* **Task details**:
In every item below, switch "set a single marker" to "place one marker" and reproduce the lines with nothing else altered.
-- START Supplied entries --
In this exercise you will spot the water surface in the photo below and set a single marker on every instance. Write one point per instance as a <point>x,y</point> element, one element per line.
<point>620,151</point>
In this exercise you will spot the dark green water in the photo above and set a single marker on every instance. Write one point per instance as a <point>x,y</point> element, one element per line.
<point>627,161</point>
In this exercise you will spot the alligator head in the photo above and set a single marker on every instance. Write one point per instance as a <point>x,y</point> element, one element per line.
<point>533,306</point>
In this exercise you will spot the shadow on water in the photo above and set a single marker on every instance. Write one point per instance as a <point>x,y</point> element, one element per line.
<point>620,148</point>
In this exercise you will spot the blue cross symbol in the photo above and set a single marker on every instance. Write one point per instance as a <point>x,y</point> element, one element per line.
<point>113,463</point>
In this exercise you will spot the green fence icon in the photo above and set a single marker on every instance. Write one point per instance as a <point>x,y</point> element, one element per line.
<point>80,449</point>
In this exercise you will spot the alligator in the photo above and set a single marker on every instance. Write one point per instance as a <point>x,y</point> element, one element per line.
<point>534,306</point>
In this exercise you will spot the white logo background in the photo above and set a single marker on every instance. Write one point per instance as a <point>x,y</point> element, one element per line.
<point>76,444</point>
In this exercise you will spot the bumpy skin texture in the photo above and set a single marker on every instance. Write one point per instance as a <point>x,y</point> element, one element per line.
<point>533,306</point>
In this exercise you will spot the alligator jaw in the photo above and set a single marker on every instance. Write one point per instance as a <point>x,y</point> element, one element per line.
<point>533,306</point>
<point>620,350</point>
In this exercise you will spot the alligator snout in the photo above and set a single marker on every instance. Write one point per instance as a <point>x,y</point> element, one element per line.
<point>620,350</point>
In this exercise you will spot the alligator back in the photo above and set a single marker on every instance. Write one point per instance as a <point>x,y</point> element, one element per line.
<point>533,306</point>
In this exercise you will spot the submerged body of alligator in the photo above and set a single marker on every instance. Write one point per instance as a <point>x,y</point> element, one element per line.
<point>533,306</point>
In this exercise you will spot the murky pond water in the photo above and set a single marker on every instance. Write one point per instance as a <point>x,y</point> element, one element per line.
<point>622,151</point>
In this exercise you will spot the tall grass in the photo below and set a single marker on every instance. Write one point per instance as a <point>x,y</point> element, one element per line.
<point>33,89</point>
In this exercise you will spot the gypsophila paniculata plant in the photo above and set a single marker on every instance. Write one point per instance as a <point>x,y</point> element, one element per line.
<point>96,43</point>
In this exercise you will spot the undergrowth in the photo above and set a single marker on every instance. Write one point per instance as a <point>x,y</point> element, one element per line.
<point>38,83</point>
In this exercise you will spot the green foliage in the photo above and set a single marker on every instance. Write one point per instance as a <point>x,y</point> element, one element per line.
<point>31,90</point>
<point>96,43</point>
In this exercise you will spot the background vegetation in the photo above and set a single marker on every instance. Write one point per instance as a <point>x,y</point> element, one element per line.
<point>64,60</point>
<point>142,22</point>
-- END Supplied entries --
* **Answer to the problem**:
In this exercise you will spot the water surface in the photo below and place one marker on every instance. Write one point per instance as a <point>x,y</point> element, one element per line.
<point>620,151</point>
In this exercise you will spot the dark green water in the photo above and place one marker on every instance. Write one point per instance as a <point>x,y</point> element, one element per line.
<point>627,161</point>
In this exercise you will spot the alligator head in the photo above and place one marker on every instance. Write one point per instance as a <point>x,y</point> element, one element per line.
<point>533,306</point>
In this exercise you will spot the shadow on water in the photo above and place one marker on every instance. Write one point per instance as a <point>x,y</point> element, one element per line.
<point>620,148</point>
In this exercise you will spot the blue cross symbol in the photo above and place one marker on every instance. Write one point per instance as a <point>x,y</point> element, one element per line.
<point>113,463</point>
In this exercise you will spot the green fence icon in the photo above and place one marker on every instance. Write one point per instance as a <point>x,y</point> element, one element per line.
<point>80,449</point>
In this exercise you will spot the alligator in the photo above and place one marker on every instance. Write one point per instance as a <point>x,y</point> element, one element per line.
<point>534,306</point>
In this exercise you will spot the white logo background in the photo above and place one marker on every instance. Write one point per instance as a <point>x,y</point> element, one element per line.
<point>76,444</point>
In this exercise you will spot the bumpy skin texture in the photo above and place one marker on every instance. Write one point per instance as a <point>x,y</point> element, one element per line.
<point>533,306</point>
In this exercise you will spot the alligator jaw in the photo above and place one marker on every instance. Write one point per instance as a <point>x,y</point> element, one element per line.
<point>533,306</point>
<point>620,350</point>
In this exercise you will spot the alligator snout in the photo above and place one marker on every instance. Write one point per instance as a <point>x,y</point> element, one element per line.
<point>620,350</point>
In this exercise you will spot the alligator back in the photo above and place one marker on every instance. Write one point per instance as a <point>x,y</point> element, one element per line.
<point>533,306</point>
In this exercise you will spot the submerged body of alligator in the photo above and place one marker on every instance. Write one point per instance as a <point>x,y</point> element, one element per line.
<point>533,306</point>
In this exercise you will spot the murky pond water in the photo above and place one marker on every instance. Write one point per instance as a <point>x,y</point> element, one element per line.
<point>622,151</point>
In this exercise you will spot the tall grass in the photo below and place one marker on every instance. Write one point per instance as a <point>x,y</point> element, one element per line.
<point>33,89</point>
In this exercise you will spot the gypsophila paniculata plant in the photo above and place one marker on every instance. Write one point per instance as a <point>x,y</point> element, one element per line.
<point>96,43</point>
In this exercise you will spot the undergrowth in the photo above and place one marker on every instance. Write one point per instance as a <point>x,y</point> element, one element per line.
<point>38,83</point>
In this exercise you will spot the green foliage in the photo above and place one marker on every instance. Write one point per instance as a <point>x,y</point> element, one element per line.
<point>31,90</point>
<point>96,43</point>
In this exercise you will spot the background vegetation in the photo above and place one marker on every instance. Write one point per instance as a <point>x,y</point> element, one element per line.
<point>64,60</point>
<point>142,22</point>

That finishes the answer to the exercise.